*提供文本*
讲到了这里我顺便说一下释放锁，在执行unlock 释放锁的时候也是通过执行lua脚本来实现的

    @Override
    public RFuture<Void> unlockAsync(long threadId) {
        RPromise<Void> result = new RedissonPromise<>();
        //执行lua脚本释放锁
        RFuture<Boolean> future = unlockInnerAsync(threadId);

        future.onComplete((opStatus, e) -> {
            //移除ExpirationEntry中的threadId 并且移除EXPIRATION_RENEWAL_MAP中的ExpirationEntry watchDog就不会继续续期
            cancelExpirationRenewal(threadId);

            //抛出错误
            if (e != null) {
                result.tryFailure(e);
                return;
            }

            //如果返回空 要解锁的线程已经不存在，抛出异常
            if (opStatus == null) {
                IllegalMonitorStateException cause = new IllegalMonitorStateException("attempt to unlock lock, not locked by current thread by node id: "
                        + id + " thread-id: " + threadId);
                result.tryFailure(cause);
                return;
            }

            result.trySuccess(null);
        });

        return result;
    }

    protected RFuture<Boolean> unlockInnerAsync(long threadId) {
        return evalWriteAsync(getRawName(), LongCodec.INSTANCE, RedisCommands.EVAL_BOOLEAN,
                "if (redis.call('hexists', KEYS[1], ARGV[3]) == 0) then " +  // 判断如果存在锁，判断是否同一个线程 ==0说明持有锁的线程不是当前线程
                        "return nil;" + //返回 nil,抛出释放锁异常
                        "end; " +
                        "local counter = redis.call('hincrby', KEYS[1], ARGV[3], -1); " + // 否则，获取当前线程锁的重入次数 -1
                        "if (counter > 0) then " +   // 如果计数器大于0，说明还在持有锁
                        "redis.call('pexpire', KEYS[1], ARGV[2]); " + //设置过期时间
                        "return 0; " +
                        "else " +   
                        "redis.call('del', KEYS[1]); " +  // 如果计数器<=0，使用del指令删除key
                        "redis.call('publish', KEYS[2], ARGV[1]); " +  //往订阅的频道发送message，发送UNLOCK_MESSAGE
                        "return 1; " +
                        "end; " +
                        "return nil;", //最后，如果以上的都没走，说明没有锁存在，返回 nil,抛出释放锁异常
                Arrays.asList(getRawName(), getChannelName()), LockPubSub.UNLOCK_MESSAGE, internalLockLeaseTime, getLockName(threadId));
    }

4、看门狗机制（时间轮）

这里问大家一个问题，怎么解决锁时间到了，但是业务没有执行完？

*提供数据*
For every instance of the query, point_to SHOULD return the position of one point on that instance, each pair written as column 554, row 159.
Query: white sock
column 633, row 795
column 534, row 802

* * *

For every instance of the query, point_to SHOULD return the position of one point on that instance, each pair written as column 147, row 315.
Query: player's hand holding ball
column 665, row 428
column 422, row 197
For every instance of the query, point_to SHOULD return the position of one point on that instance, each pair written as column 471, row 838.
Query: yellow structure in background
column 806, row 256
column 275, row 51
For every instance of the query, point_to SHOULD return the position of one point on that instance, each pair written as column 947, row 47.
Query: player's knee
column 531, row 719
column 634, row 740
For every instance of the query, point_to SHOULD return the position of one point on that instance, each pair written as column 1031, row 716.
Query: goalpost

*练习题目 A*
能把上面记录里从含有“554, row 159.”的那一行起，到含有“column 534, row 802”的那一行为止（首尾两行都算）的各行一字不差地照抄一遍吗？
*练习题目 B*
讲分布式锁释放与看门狗机制的那篇文章停在了最后一句，你能从那里接着往下写吗？

*任务作答 A*
For every instance of the query, point_to SHOULD return the position of one point on that instance, each pair written as column 554, row 159.
Query: white sock
column 633, row 795
column 534, row 802

*任务作答 B*
如果是我，我会希望能给锁再加点时间，让业务继续执行完，等到执行完了，业务再释放锁。

具体怎么做？我们是否可以用定时来实现？

定时判断锁是不是还存在，如果存在就在加点时间，我们平时用到的定时有 xxl-job、Scheduled或者是 rabbitMq的死信队列等等。

在redis中，大佬们是使用了 netty 下的时间轮算法来搞定这个问题。

先看一下我在业务中怎么使用时间轮，写的很简单哈

	@Override
    public void newTimeOut() {
        //创建一个HashedWheelTimer hash轮定时器
        Timer timer = new HashedWheelTimer();
        log.debug("开启定时任务执行");
        // 提交第一个任务，让它在 10s 后执行
        timer.newTimeout(task -> log.debug("第一个任务执行"), 10, TimeUnit.SECONDS);
        // 提交第二个任务，让它在 20s 后执行
        timer.newTimeout(task -> log.debug("第二个任务执行"), 20, TimeUnit.SECONDS);
    }

这个是执行结果…

在这里插入图片描述

时间轮

在这里插入图片描述

根据这个示意图，我先举个场景来让大家理解下，如上图，有一个数组大小为8的hash环，每次循环下标的时间是1s，那么整个hash环跑完的时间是8s

现在有3个任务，task1是5s后执行，task2是13s后执行，task3是5s后执行，但是task2是在执行完task1和task3后才加入进来的，那么在时间轮中他们是怎么执行的哪？

1、new HashedWheelTimer() 的时候，会定义好数组大小为8的hash环，数组循环间隔设置为1s

2、在第一次 newTimeout 放入 task1 时，会将任务添加到queue 中，并且开启hash环的循环，设置hash环的启动时间

3、 hash环开始循环，从队列中拿到task1，是5s后执行

a. task1 是5s后执行，先计算出task1 执行的绝对时间（从时间轮开始，多久后执行），执行绝对时间 = 当前时间 - 时间轮开始时间 + 5，因为是第一次启动，绝对时间无限接近5

b. 根据task1 的5s绝对执行时间，取模hash环的大小 -1，即 5 & （8-1）= 5，放入下标为5的位置。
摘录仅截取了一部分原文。